(Records supplied)
***

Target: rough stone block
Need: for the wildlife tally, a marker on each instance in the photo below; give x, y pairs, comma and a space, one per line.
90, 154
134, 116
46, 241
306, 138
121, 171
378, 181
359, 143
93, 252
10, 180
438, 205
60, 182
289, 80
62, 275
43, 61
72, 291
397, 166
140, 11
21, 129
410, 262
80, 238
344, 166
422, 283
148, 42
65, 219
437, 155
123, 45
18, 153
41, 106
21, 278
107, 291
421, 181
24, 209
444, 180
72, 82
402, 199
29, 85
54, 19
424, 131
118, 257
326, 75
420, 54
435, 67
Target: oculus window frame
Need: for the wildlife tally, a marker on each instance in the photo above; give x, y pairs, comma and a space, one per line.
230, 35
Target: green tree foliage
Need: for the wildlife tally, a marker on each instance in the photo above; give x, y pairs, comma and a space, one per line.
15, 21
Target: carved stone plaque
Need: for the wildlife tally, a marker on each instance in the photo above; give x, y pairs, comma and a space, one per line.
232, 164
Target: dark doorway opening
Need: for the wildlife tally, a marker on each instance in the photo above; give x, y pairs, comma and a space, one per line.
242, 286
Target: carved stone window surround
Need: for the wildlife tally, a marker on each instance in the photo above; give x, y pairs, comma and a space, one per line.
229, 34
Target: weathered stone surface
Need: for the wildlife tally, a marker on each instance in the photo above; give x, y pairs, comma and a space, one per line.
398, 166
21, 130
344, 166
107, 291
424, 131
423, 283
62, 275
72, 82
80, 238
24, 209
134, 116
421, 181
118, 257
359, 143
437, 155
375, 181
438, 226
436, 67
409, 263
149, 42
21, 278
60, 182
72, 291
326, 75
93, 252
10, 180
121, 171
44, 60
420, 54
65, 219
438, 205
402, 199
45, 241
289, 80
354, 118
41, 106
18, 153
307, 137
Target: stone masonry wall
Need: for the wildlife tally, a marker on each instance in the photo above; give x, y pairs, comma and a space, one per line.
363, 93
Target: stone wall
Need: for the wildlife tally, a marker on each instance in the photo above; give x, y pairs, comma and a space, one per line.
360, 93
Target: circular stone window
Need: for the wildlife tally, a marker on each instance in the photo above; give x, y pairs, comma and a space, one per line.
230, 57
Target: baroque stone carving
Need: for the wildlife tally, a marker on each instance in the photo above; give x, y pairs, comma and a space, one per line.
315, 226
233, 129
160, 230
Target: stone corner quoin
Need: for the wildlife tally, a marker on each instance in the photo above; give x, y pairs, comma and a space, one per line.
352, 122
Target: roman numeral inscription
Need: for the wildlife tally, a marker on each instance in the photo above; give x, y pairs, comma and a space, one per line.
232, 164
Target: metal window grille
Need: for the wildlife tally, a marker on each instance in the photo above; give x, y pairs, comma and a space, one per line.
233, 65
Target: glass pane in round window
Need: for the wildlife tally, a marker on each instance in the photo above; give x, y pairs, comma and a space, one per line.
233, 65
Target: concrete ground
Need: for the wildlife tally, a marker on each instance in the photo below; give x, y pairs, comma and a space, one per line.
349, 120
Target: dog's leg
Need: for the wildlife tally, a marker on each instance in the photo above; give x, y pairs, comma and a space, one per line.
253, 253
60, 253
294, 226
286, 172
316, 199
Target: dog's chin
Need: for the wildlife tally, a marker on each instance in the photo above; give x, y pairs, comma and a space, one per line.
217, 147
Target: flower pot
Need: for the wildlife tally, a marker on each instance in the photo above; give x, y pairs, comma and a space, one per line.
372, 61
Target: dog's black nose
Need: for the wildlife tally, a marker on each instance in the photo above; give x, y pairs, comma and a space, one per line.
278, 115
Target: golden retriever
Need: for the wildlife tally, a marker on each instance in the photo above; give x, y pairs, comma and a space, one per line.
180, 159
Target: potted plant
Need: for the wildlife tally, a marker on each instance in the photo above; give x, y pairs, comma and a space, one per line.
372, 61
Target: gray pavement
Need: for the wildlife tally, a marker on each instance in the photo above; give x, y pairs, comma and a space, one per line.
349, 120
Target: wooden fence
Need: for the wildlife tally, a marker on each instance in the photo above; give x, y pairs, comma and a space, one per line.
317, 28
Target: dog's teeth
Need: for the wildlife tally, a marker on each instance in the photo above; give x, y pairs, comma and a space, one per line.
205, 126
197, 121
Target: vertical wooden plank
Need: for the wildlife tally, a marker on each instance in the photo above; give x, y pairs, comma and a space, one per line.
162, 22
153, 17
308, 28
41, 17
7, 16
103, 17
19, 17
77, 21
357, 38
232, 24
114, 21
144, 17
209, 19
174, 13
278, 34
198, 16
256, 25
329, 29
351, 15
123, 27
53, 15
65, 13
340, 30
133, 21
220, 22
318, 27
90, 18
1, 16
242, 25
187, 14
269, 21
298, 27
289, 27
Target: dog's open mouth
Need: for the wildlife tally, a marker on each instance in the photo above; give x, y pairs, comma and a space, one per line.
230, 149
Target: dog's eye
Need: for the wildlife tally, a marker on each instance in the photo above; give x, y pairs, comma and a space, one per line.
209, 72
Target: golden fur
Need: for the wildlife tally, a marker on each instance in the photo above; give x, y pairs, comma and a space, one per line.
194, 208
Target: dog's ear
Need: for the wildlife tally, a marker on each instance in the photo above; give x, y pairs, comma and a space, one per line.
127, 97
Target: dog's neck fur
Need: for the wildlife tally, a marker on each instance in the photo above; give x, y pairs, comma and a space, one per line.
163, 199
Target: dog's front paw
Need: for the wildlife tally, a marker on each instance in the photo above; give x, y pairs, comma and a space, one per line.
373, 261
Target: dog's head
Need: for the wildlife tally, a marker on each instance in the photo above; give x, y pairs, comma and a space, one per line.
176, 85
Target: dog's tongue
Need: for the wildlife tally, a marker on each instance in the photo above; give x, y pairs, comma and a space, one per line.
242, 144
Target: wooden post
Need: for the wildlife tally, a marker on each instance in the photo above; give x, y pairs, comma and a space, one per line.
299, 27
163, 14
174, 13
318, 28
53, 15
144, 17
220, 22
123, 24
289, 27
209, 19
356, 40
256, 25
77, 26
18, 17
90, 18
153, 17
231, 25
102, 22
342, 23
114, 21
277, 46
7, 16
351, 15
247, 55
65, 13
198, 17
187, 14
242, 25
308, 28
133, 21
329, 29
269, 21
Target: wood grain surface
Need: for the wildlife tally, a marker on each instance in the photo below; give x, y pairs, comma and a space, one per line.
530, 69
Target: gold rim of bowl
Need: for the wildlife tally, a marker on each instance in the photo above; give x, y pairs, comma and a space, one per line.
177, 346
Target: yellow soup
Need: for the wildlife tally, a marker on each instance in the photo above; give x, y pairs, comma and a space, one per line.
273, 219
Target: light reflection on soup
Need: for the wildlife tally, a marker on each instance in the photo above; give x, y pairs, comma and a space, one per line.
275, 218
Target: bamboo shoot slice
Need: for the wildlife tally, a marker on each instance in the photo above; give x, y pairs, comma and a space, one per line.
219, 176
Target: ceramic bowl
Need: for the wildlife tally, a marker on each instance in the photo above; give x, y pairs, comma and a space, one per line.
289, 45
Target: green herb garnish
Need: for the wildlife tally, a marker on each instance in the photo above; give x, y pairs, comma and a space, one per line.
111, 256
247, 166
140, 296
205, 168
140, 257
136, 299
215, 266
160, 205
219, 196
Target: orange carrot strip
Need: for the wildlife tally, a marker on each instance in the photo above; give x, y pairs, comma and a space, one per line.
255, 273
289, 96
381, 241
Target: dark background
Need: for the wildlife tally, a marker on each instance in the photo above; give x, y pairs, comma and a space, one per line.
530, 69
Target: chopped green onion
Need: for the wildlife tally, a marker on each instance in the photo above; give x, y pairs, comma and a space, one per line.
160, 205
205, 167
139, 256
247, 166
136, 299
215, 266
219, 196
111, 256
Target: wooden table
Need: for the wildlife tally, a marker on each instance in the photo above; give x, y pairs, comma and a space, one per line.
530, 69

***

(Exercise requirements) Extract the stretch of data from the line containing "Target: gold rim of bowl" through the end of the data, both ends included, and reproduce it line for line without any change.

(Reply)
Target: gold rim of bowl
Need: for the wildlife tally, a marker on each instance in the photo above; give x, y pairs, comma and a space, one per line.
177, 346
Target: yellow soup
Need: for the wildlife tally, a marker on each instance in the photo above; give x, y pairs, comma and a space, one per line.
273, 219
Target: light reflection on soup
Need: for the wildlife tally, a marker on each instance in the photo above; give x, y pairs, comma and a space, one per line.
275, 218
Target: bamboo shoot slice
Need: for the wildlife tally, a marker on each instance in the photo above; give x, y pairs, comma and a space, one per line.
219, 176
Target: ceramic bowl
Need: for the wildlife tally, a marker on each instance in the photo above; give x, y pairs, comma and a space, one per line.
289, 45
Target: green herb garnish
Need: for the wildlife tally, a marker on each instance in the photo above; give x, y pairs, comma and a space, one per line.
111, 256
247, 166
140, 296
205, 168
140, 257
136, 299
215, 266
160, 205
219, 196
Target: orange carrot strip
Need: for the wildlife tally, a marker on each instance in the photo above; give x, y pairs, comma and a space, one per line.
255, 273
289, 96
381, 241
Target: dark background
Need: for the wildlife tally, a marker on each instance in the photo above; give x, y pairs, comma and a space, one per line.
530, 69
Target: chopped green onion
Need: for the wildlife tally, a marker on each instance in the photo above; give x, y pairs, comma and a space, one per line.
160, 205
205, 167
139, 256
247, 166
136, 299
215, 266
219, 196
111, 256
Target: wooden table
Need: for the wildlife tally, a marker on each instance in the photo above; give x, y pairs, comma and a space, one per line.
530, 69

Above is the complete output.